▶ [EXERCISE 1]:
Update the passage on perfect-fitting dental restorations from "The concept of perfect" up to and including "has been elusive.", putting "dental crowns" wherever "crowns" appears.
▶ [EXERCISE 2]:
Using the passage on perfect-fitting dental restorations, answer these:
(a) How many dentists does it say there are in the United States?
(b) Who wrote the article that shows a growing interest in pay-for-performance in dentistry?
(c) What does it give as the present-day set time before modeling with a stone cast?

▶ [DOCUMENT PASSAGE]:
--- START ---

The concept of perfect fitting restorations is incomprehensible to expert professionals. Consider that there are over one hundred thousand dentists in this the United States alone, who collectively are fabricating over twenty million crowns a year. Discovering the necessary techniques to accomplish this level of accuracy has been elusive.

The article written by Eric K. Curtis, D.D.S. demonstrates a growing interest to incorporate a pay-for-performance value system in dentistry. That is, higher quality dentistry, which is better for the patient and takes more time, effort, and dedication on the part of the dentist, would deserve a higher fee than the norm. The technique herein described would provide this value.

This unique disclosure is long overdue. The profession has accepted status quo level of accuracy in dentistry for a very long time.

This invention has remained undiscovered because: A.) there are many complex procedures carried out by both laboratory technician and dentist to fabricate an indirect restoration, B.) no individual has learned techniques to compensate for and offset the distortions of setting stone, C.) the damage of a contiguous stone pour against an uncured previous stone pour is unknown, D.) the elevated results from the disclosure herein have never been achieved in dentistry, many dental professional experts believe accuracy at this new disclosed level would be unachievable and, E.) accuracy can only be achieved by the combination of two undiscovered concepts applied concomitantly, 1.) the concept of a stratified set of dental stone and, 2.) the concept of several hours long set time before modeling with a stone cast, instead of present day one hour set time before modeling.

--- END ---

▶ [AVAILABLE DATA]:
--- START ---

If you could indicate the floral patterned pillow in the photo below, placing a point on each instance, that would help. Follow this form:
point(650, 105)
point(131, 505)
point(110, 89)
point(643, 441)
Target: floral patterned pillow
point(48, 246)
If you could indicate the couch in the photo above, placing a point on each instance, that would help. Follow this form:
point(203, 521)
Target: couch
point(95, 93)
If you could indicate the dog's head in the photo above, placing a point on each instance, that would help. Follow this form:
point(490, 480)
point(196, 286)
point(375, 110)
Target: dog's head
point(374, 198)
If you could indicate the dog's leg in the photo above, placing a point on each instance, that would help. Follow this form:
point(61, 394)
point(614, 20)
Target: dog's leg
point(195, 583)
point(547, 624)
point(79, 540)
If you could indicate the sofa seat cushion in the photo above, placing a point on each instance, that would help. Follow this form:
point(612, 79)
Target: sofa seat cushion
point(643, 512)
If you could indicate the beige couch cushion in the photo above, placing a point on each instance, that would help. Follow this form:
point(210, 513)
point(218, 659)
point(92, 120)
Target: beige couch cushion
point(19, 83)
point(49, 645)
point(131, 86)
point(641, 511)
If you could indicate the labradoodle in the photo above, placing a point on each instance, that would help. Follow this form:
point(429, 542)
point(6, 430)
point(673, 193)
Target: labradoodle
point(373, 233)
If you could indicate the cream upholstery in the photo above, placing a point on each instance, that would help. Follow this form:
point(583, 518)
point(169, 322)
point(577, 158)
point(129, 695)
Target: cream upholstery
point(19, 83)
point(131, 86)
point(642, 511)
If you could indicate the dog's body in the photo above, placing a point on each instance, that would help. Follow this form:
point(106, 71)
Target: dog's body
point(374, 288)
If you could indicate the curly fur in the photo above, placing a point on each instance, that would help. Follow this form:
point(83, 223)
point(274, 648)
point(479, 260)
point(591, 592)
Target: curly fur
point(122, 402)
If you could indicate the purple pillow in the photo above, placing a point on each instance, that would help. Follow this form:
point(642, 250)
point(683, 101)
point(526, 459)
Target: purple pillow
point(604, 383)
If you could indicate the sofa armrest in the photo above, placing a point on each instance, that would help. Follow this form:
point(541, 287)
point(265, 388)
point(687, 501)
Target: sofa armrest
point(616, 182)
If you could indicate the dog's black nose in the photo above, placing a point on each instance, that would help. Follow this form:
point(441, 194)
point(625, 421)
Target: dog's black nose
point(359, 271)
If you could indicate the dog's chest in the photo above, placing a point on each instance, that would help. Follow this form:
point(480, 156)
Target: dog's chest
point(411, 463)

--- END ---

▶ [FINAL ANSWER 1]:
The concept of perfect fitting restorations is incomprehensible to expert professionals. Consider that there are over one hundred thousand dentists in this the United States alone, who collectively are fabricating over twenty million dental crowns a year. Discovering the necessary techniques to accomplish this level of accuracy has been elusive.

▶ [FINAL ANSWER 2]:
(a) Over one hundred thousand.
(b) Eric K. Curtis, D.D.S.
(c) One hour.